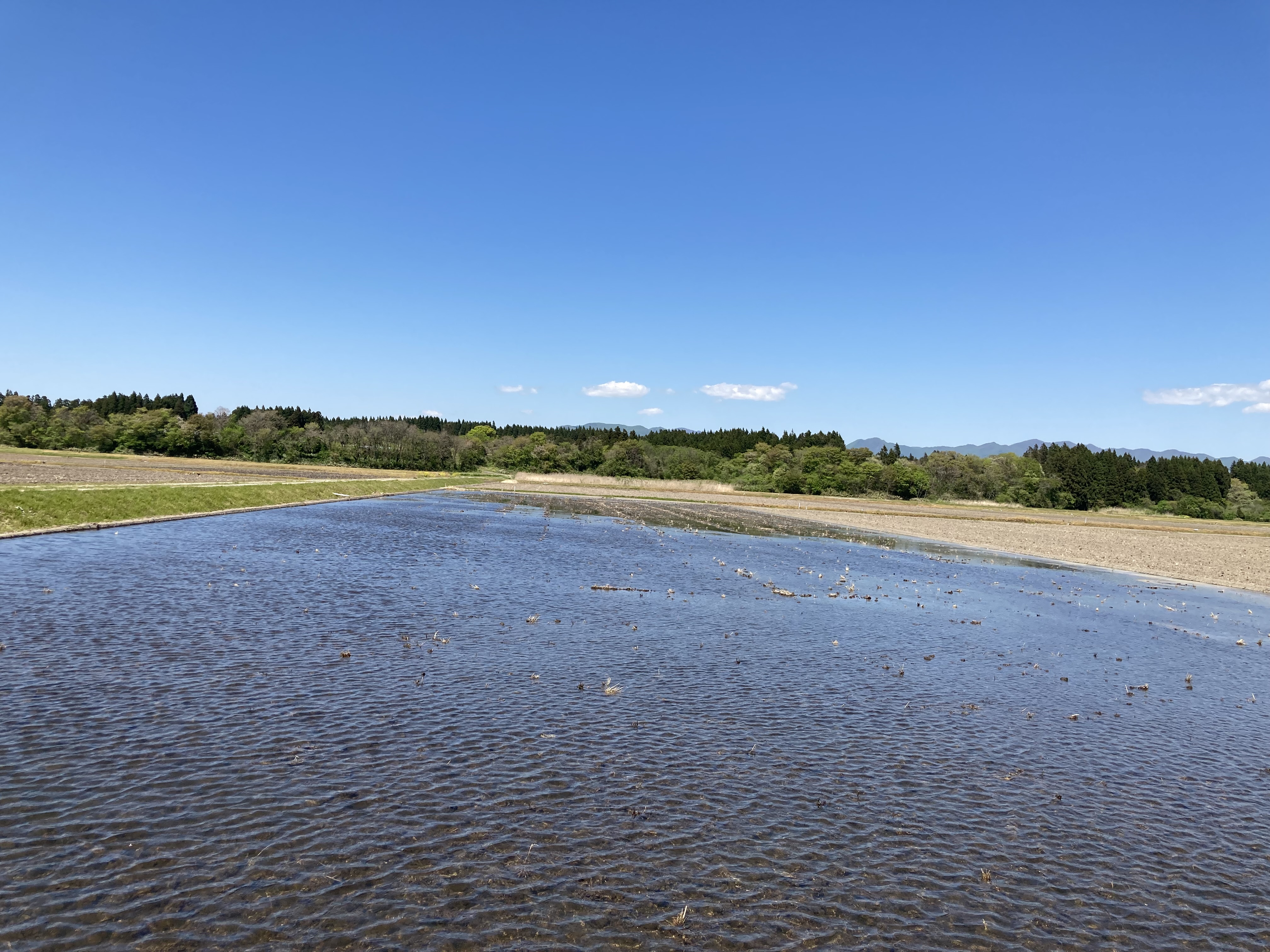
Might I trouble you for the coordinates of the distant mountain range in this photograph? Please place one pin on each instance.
(876, 444)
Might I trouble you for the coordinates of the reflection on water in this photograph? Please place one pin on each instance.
(939, 751)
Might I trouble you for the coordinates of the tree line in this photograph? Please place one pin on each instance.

——————————

> **WHAT NEEDS TO BE DONE**
Copy every line of the records above word for word, and leave the pictures out.

> **ANSWER TO THIS TASK**
Might I trouble you for the coordinates of the distant mountain range in this photograph? Please place one pin on each instance.
(876, 444)
Might I trouble you for the coordinates of the reflection on water in this photograph? Please place one pin on each instance.
(939, 751)
Might I trouble you for the coordinates of the tree line in this photograph? Please place one pin on each instance.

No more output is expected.